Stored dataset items
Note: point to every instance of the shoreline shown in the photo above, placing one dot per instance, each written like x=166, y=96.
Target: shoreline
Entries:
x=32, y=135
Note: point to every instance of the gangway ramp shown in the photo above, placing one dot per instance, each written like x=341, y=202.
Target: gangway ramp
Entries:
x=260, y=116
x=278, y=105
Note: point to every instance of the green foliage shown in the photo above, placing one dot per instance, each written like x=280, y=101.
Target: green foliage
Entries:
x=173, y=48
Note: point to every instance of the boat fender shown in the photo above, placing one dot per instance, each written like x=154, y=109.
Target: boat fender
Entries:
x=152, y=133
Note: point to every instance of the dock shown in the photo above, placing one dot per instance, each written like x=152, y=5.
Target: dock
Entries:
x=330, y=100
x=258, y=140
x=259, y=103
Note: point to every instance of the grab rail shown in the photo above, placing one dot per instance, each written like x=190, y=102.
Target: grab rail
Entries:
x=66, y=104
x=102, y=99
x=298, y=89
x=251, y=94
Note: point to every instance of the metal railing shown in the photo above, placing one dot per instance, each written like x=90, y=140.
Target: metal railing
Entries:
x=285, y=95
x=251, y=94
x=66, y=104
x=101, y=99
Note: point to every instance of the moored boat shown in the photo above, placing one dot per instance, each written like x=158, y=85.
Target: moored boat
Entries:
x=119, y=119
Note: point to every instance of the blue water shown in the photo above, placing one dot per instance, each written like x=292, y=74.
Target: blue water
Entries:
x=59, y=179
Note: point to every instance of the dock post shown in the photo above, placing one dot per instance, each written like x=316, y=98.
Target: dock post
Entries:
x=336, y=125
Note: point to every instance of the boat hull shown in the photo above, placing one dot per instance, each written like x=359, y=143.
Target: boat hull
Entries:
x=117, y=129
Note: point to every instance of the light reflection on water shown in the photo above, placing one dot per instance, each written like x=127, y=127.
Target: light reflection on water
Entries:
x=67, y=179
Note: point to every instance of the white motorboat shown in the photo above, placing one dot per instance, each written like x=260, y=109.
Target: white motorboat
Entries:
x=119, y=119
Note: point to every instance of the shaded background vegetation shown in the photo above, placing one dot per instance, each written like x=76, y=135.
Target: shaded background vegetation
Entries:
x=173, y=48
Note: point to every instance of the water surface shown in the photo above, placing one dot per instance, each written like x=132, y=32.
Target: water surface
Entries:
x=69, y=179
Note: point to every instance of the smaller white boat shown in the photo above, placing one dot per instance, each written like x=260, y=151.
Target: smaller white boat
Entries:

DIRECTIONS:
The records above need copying again. Keep each word as it is.

RESULT:
Note: point to every instance of the shoreline shown in the photo above, placing one dot per instance, each written like x=166, y=96.
Target: shoreline
Entries:
x=32, y=135
Note: point to every instance of the gangway ramp shown in the photo above, placing one dot per instance, each written like x=341, y=202.
Target: gangway ramp
Entries:
x=260, y=116
x=278, y=105
Note: point to every instance of the green foliage shown in the photo above, placing one dot per instance, each written like x=280, y=101.
Target: green foliage
Entries:
x=173, y=48
Note: point to every instance of the boat fender shown in the photo above, placing one dot per instance, each written like x=154, y=109.
Target: boat fender
Entries:
x=152, y=133
Note: point to every instance of the dock shown in the photo above, placing one dot per instance, each written like x=152, y=5.
Target: dock
Entries:
x=330, y=100
x=258, y=140
x=259, y=103
Note: point to every instance of the grab rail shown in the photo above, placing one dot per instance, each written like x=190, y=102.
Target: grab rail
Entries:
x=66, y=104
x=102, y=99
x=298, y=89
x=251, y=94
Note: point to every instance of the metal railing shown in the photo above, placing one dot per instance, each written like x=90, y=140.
Target: metal railing
Entries:
x=285, y=95
x=251, y=94
x=66, y=104
x=101, y=99
Note: point to every instance of the moored boat shown in the photo above, placing one dot per instance, each written like x=158, y=85.
Target: moored boat
Entries:
x=119, y=119
Note: point to every instance of the blue water shown in the photo above, placing one dot per instance, each written like x=292, y=74.
Target: blue water
Entries:
x=59, y=179
Note: point to every instance of the dock post shown in the photo above, placing one dot per instance, each written like x=316, y=98.
Target: dock post
Entries:
x=336, y=125
Note: point to every instance of the boat hull shown in the photo above, placing one dot per instance, each written like x=359, y=143.
Target: boat hull
Entries:
x=117, y=129
Note: point to every instance of the light reflection on water shown in the photo above, placing one dot per instance, each written like x=127, y=127.
Target: light reflection on water
Entries:
x=67, y=179
Note: point to every instance of the white motorboat shown in the photo above, placing one dot per instance, each written like x=260, y=109.
Target: white motorboat
Entries:
x=119, y=119
Note: point to every instance of the shaded background vegetation shown in the photo above, placing one dot per instance, each written like x=76, y=135.
Target: shaded background vegetation
Entries:
x=173, y=48
Note: point to every instance of the water surface shown in the photo above, placing one dot per instance, each written like x=132, y=32.
Target: water surface
Entries:
x=69, y=179
Note: point to every instance of the smaller white boat shown in the photo above, placing one dot per instance, each written like x=260, y=151.
Target: smaller white boat
Entries:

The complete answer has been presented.